** start of Dataset content **
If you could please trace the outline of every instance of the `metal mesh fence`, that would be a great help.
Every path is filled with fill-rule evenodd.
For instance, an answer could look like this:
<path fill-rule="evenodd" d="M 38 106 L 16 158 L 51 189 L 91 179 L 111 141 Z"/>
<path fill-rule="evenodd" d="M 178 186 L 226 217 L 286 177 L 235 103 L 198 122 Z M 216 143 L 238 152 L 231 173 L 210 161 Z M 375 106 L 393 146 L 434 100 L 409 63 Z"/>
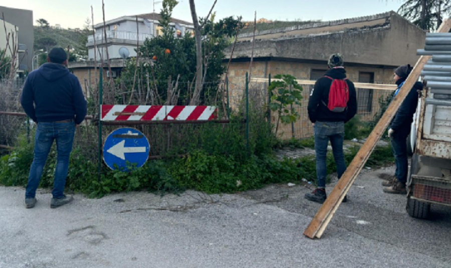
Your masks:
<path fill-rule="evenodd" d="M 258 111 L 261 115 L 268 118 L 270 116 L 272 122 L 277 120 L 275 112 L 269 112 L 267 108 L 268 96 L 267 78 L 264 82 L 252 80 L 249 84 L 247 92 L 250 109 Z M 236 81 L 236 80 L 235 80 Z M 192 83 L 180 83 L 176 84 L 174 81 L 162 81 L 160 84 L 167 85 L 167 90 L 157 92 L 152 90 L 152 85 L 148 84 L 147 81 L 135 81 L 135 84 L 139 84 L 142 87 L 134 90 L 127 90 L 125 84 L 131 84 L 133 81 L 122 81 L 122 86 L 119 84 L 109 84 L 109 80 L 105 81 L 103 85 L 103 103 L 105 104 L 133 104 L 140 105 L 186 105 L 188 103 L 187 96 L 192 90 Z M 238 82 L 225 83 L 223 81 L 206 82 L 206 90 L 200 96 L 201 102 L 204 105 L 216 106 L 218 108 L 218 118 L 227 119 L 228 107 L 234 110 L 236 114 L 246 118 L 246 80 Z M 302 138 L 311 136 L 313 134 L 313 128 L 308 118 L 307 107 L 310 93 L 314 82 L 302 84 L 303 96 L 301 106 L 294 105 L 290 108 L 295 109 L 300 114 L 297 121 L 291 124 L 281 124 L 279 126 L 278 136 L 282 139 L 291 138 Z M 20 105 L 20 98 L 24 81 L 21 80 L 4 81 L 0 87 L 3 98 L 0 99 L 0 112 L 23 112 Z M 114 86 L 112 86 L 113 85 Z M 75 146 L 83 150 L 90 158 L 96 159 L 98 153 L 98 132 L 97 123 L 98 122 L 99 94 L 97 88 L 84 86 L 84 92 L 89 96 L 88 98 L 88 115 L 93 116 L 93 120 L 88 120 L 84 122 L 77 130 L 75 140 Z M 358 112 L 360 120 L 363 122 L 373 120 L 375 116 L 381 112 L 381 103 L 389 100 L 389 96 L 393 92 L 390 89 L 357 88 Z M 184 90 L 174 90 L 174 88 L 185 88 Z M 191 89 L 189 89 L 191 88 Z M 227 94 L 227 92 L 229 94 Z M 192 91 L 191 94 L 192 94 Z M 153 94 L 153 101 L 151 100 L 150 96 Z M 172 102 L 166 102 L 171 98 L 171 96 L 177 96 Z M 158 95 L 160 100 L 157 102 L 155 97 Z M 5 113 L 0 114 L 0 144 L 13 146 L 17 136 L 21 133 L 32 133 L 34 125 L 28 126 L 26 118 Z M 101 136 L 105 140 L 109 134 L 121 126 L 104 126 Z M 156 157 L 167 154 L 180 154 L 186 153 L 189 146 L 193 144 L 200 144 L 206 142 L 195 134 L 199 131 L 208 131 L 213 128 L 224 128 L 224 124 L 139 124 L 129 126 L 127 127 L 136 128 L 144 133 L 150 144 L 151 156 Z M 245 126 L 242 126 L 244 135 Z M 251 132 L 252 130 L 251 130 Z M 188 146 L 188 144 L 189 144 Z"/>
<path fill-rule="evenodd" d="M 230 105 L 232 108 L 238 106 L 242 100 L 245 99 L 245 82 L 246 80 L 244 79 L 242 82 L 231 83 L 229 85 L 229 88 L 232 88 L 230 90 Z M 301 102 L 301 105 L 293 105 L 292 107 L 289 108 L 298 112 L 300 115 L 299 118 L 292 124 L 280 126 L 280 130 L 278 132 L 279 138 L 283 140 L 292 138 L 304 138 L 310 137 L 313 134 L 313 128 L 309 120 L 307 106 L 314 82 L 315 81 L 310 81 L 309 84 L 300 84 L 303 90 L 303 98 Z M 268 78 L 251 80 L 249 86 L 250 99 L 258 100 L 262 102 L 263 106 L 267 105 L 269 102 L 267 90 L 268 84 Z M 369 122 L 375 120 L 375 118 L 377 118 L 378 116 L 384 112 L 386 107 L 383 106 L 389 102 L 395 88 L 394 86 L 375 84 L 374 88 L 371 88 L 371 86 L 368 84 L 355 83 L 355 84 L 357 98 L 357 116 L 362 122 Z M 359 84 L 365 86 L 365 88 L 358 88 Z M 277 115 L 276 112 L 271 112 L 271 120 L 273 124 L 277 122 Z"/>
<path fill-rule="evenodd" d="M 21 79 L 0 80 L 0 111 L 9 112 L 0 114 L 0 145 L 3 147 L 13 146 L 19 134 L 27 128 L 25 117 L 16 115 L 24 112 L 20 96 L 24 82 Z"/>
<path fill-rule="evenodd" d="M 169 86 L 168 90 L 158 92 L 159 100 L 151 102 L 148 96 L 152 93 L 149 88 L 143 88 L 133 92 L 126 88 L 118 84 L 109 84 L 108 80 L 104 81 L 103 84 L 103 103 L 116 104 L 137 105 L 186 105 L 187 100 L 177 93 L 171 90 L 174 87 L 191 86 L 191 84 L 180 83 L 176 85 L 173 83 Z M 122 81 L 122 82 L 124 82 Z M 125 81 L 124 84 L 131 84 L 132 81 Z M 29 139 L 32 140 L 36 124 L 33 122 L 27 124 L 27 119 L 20 104 L 20 96 L 24 81 L 5 82 L 2 84 L 1 93 L 4 98 L 0 100 L 0 145 L 3 149 L 16 145 L 17 137 L 20 134 L 28 134 Z M 140 82 L 135 81 L 135 83 Z M 160 82 L 168 84 L 168 81 Z M 227 100 L 223 95 L 225 87 L 217 82 L 205 82 L 206 90 L 200 98 L 202 105 L 216 106 L 217 108 L 217 117 L 219 120 L 227 120 Z M 97 88 L 82 86 L 85 94 L 88 95 L 88 116 L 92 118 L 86 120 L 79 128 L 76 128 L 74 148 L 82 150 L 83 154 L 90 160 L 96 162 L 99 152 L 98 113 L 99 92 Z M 155 92 L 154 90 L 153 92 Z M 186 90 L 185 90 L 186 92 Z M 178 94 L 178 97 L 172 98 L 172 103 L 165 100 L 170 98 L 171 94 Z M 154 96 L 156 96 L 154 94 Z M 223 96 L 224 98 L 223 98 Z M 154 100 L 155 99 L 154 99 Z M 152 103 L 153 102 L 153 103 Z M 245 118 L 242 114 L 243 118 Z M 156 123 L 154 124 L 142 124 L 137 122 L 136 124 L 117 124 L 108 126 L 103 123 L 101 140 L 104 142 L 108 136 L 114 130 L 119 128 L 127 127 L 135 128 L 143 132 L 148 140 L 150 145 L 150 158 L 159 158 L 163 156 L 173 154 L 179 156 L 187 154 L 190 150 L 195 150 L 206 143 L 210 142 L 205 140 L 205 135 L 199 135 L 199 133 L 208 133 L 213 129 L 220 130 L 227 128 L 225 123 L 193 122 L 192 124 L 168 124 Z M 164 123 L 164 122 L 163 122 Z M 246 127 L 243 124 L 240 124 L 239 132 L 244 137 Z"/>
** end of Dataset content **
* Exercise: Pull out every line above unchanged, from the first to the last, and leave the picture out of your answer.

* Correct response:
If you could please trace the outline of every instance of the `metal mesh fence`, that would be a great help.
Every path is filled with fill-rule evenodd.
For instance, an answer could look like this:
<path fill-rule="evenodd" d="M 38 106 L 16 158 L 51 189 L 91 179 L 111 141 Z"/>
<path fill-rule="evenodd" d="M 178 186 L 226 217 L 286 177 L 235 103 L 198 122 Z M 216 143 L 238 152 L 231 173 L 210 161 Z M 375 106 L 393 146 L 434 100 L 409 63 Z"/>
Your masks:
<path fill-rule="evenodd" d="M 258 111 L 261 115 L 268 118 L 270 116 L 272 122 L 277 120 L 275 112 L 269 112 L 267 108 L 268 96 L 267 78 L 264 82 L 252 80 L 249 84 L 247 92 L 250 109 Z M 236 81 L 236 80 L 235 80 Z M 192 83 L 180 83 L 176 84 L 174 81 L 162 81 L 160 84 L 167 85 L 167 90 L 157 92 L 152 90 L 152 85 L 148 84 L 147 81 L 135 81 L 135 84 L 139 84 L 142 87 L 134 90 L 127 90 L 125 84 L 131 84 L 133 81 L 122 81 L 122 86 L 119 84 L 109 84 L 109 80 L 105 81 L 103 85 L 103 103 L 105 104 L 133 104 L 140 105 L 186 105 L 188 103 L 187 96 L 192 90 Z M 238 82 L 225 83 L 223 81 L 206 82 L 206 90 L 200 96 L 201 102 L 204 105 L 216 106 L 218 108 L 218 118 L 227 119 L 228 107 L 234 110 L 236 114 L 246 118 L 246 80 Z M 302 138 L 311 136 L 313 134 L 313 128 L 308 118 L 307 107 L 310 93 L 314 82 L 302 84 L 303 96 L 301 106 L 294 105 L 290 108 L 295 109 L 300 114 L 297 121 L 291 124 L 281 124 L 279 126 L 278 136 L 282 139 L 291 138 Z M 20 105 L 20 98 L 24 81 L 21 80 L 4 81 L 0 87 L 3 98 L 0 99 L 0 112 L 23 112 Z M 114 86 L 112 86 L 113 85 Z M 75 146 L 83 150 L 90 158 L 96 159 L 98 153 L 98 132 L 97 123 L 98 122 L 99 94 L 97 88 L 84 86 L 84 92 L 89 96 L 88 98 L 88 115 L 93 116 L 93 120 L 88 120 L 84 122 L 77 130 L 75 140 Z M 358 112 L 360 120 L 363 122 L 373 120 L 375 116 L 381 112 L 381 103 L 389 100 L 389 96 L 393 92 L 390 89 L 357 88 Z M 184 90 L 174 90 L 174 88 L 185 88 Z M 191 89 L 189 89 L 191 88 Z M 227 94 L 227 92 L 229 94 Z M 192 91 L 191 94 L 192 94 Z M 153 94 L 153 101 L 151 100 L 150 96 Z M 172 102 L 166 102 L 171 98 L 171 96 L 177 96 Z M 158 95 L 160 100 L 157 102 L 155 97 Z M 5 113 L 0 114 L 0 144 L 13 146 L 17 136 L 21 133 L 32 133 L 34 125 L 28 126 L 26 118 Z M 101 136 L 105 140 L 109 134 L 121 126 L 104 126 Z M 156 157 L 167 154 L 180 154 L 186 153 L 189 146 L 193 144 L 200 144 L 206 142 L 195 134 L 199 131 L 208 131 L 213 128 L 224 128 L 224 124 L 139 124 L 129 126 L 127 127 L 136 128 L 144 133 L 150 144 L 151 156 Z M 245 126 L 242 126 L 244 135 Z M 251 132 L 252 130 L 251 130 Z M 188 146 L 188 144 L 189 144 Z"/>
<path fill-rule="evenodd" d="M 230 105 L 232 108 L 238 106 L 242 100 L 245 99 L 245 82 L 246 80 L 244 79 L 242 82 L 231 83 L 229 85 L 229 88 L 232 88 L 230 90 Z M 301 102 L 301 105 L 293 105 L 292 107 L 289 108 L 298 112 L 300 115 L 299 118 L 292 124 L 280 126 L 280 130 L 278 132 L 279 138 L 283 140 L 292 138 L 304 138 L 310 137 L 313 134 L 313 128 L 309 120 L 307 106 L 314 82 L 315 81 L 310 81 L 309 84 L 300 84 L 303 90 L 303 98 Z M 268 78 L 251 80 L 249 86 L 250 99 L 258 100 L 262 102 L 263 106 L 267 105 L 269 102 L 267 90 L 268 84 Z M 369 122 L 375 120 L 375 118 L 377 118 L 378 116 L 384 112 L 386 107 L 383 106 L 389 102 L 395 88 L 394 86 L 375 84 L 374 88 L 371 88 L 371 86 L 368 84 L 355 83 L 355 84 L 357 98 L 357 116 L 362 122 Z M 359 84 L 365 86 L 365 88 L 358 88 Z M 277 115 L 276 112 L 271 112 L 271 120 L 273 124 L 277 122 Z"/>
<path fill-rule="evenodd" d="M 21 79 L 0 80 L 0 111 L 9 112 L 0 114 L 0 145 L 3 147 L 13 146 L 19 134 L 27 128 L 25 117 L 16 115 L 24 112 L 20 96 L 24 82 Z"/>
<path fill-rule="evenodd" d="M 169 86 L 168 90 L 158 92 L 159 100 L 151 102 L 148 96 L 152 93 L 149 88 L 143 88 L 133 92 L 126 88 L 118 84 L 109 84 L 108 80 L 104 81 L 103 84 L 103 103 L 116 104 L 137 105 L 186 105 L 187 100 L 177 93 L 171 90 L 174 87 L 191 86 L 191 84 L 180 83 L 176 85 L 173 83 Z M 122 81 L 122 82 L 124 82 Z M 125 81 L 124 84 L 131 84 L 132 81 Z M 29 139 L 32 140 L 36 124 L 33 122 L 27 124 L 27 119 L 20 104 L 20 96 L 24 81 L 5 82 L 2 84 L 1 93 L 4 98 L 0 100 L 0 145 L 3 149 L 16 145 L 17 137 L 20 134 L 28 134 Z M 140 82 L 135 81 L 135 83 Z M 160 82 L 168 84 L 168 81 Z M 227 100 L 223 95 L 225 87 L 217 82 L 205 82 L 206 90 L 200 98 L 202 105 L 216 106 L 217 108 L 217 117 L 219 120 L 227 120 Z M 97 88 L 82 86 L 85 94 L 88 95 L 88 116 L 92 118 L 86 120 L 79 128 L 76 128 L 74 148 L 82 150 L 83 154 L 90 160 L 96 162 L 99 152 L 98 113 L 99 92 Z M 155 92 L 154 90 L 153 92 Z M 186 90 L 185 90 L 186 92 Z M 178 94 L 178 97 L 172 98 L 172 103 L 165 100 L 170 98 L 171 94 Z M 154 96 L 156 96 L 154 94 Z M 223 96 L 224 98 L 223 98 Z M 154 100 L 155 99 L 154 99 Z M 152 103 L 153 102 L 153 103 Z M 245 118 L 242 114 L 243 118 Z M 156 123 L 154 124 L 142 124 L 137 122 L 136 124 L 117 124 L 108 126 L 103 123 L 101 140 L 104 142 L 108 136 L 114 130 L 119 128 L 127 127 L 135 128 L 143 132 L 148 140 L 150 145 L 150 158 L 159 158 L 163 156 L 173 154 L 179 156 L 187 154 L 190 150 L 195 150 L 206 143 L 210 142 L 205 140 L 205 135 L 199 135 L 199 133 L 208 133 L 213 129 L 220 130 L 227 128 L 225 123 L 193 122 L 192 124 L 168 124 Z M 164 123 L 164 122 L 163 122 Z M 246 127 L 243 124 L 240 124 L 239 132 L 244 137 Z"/>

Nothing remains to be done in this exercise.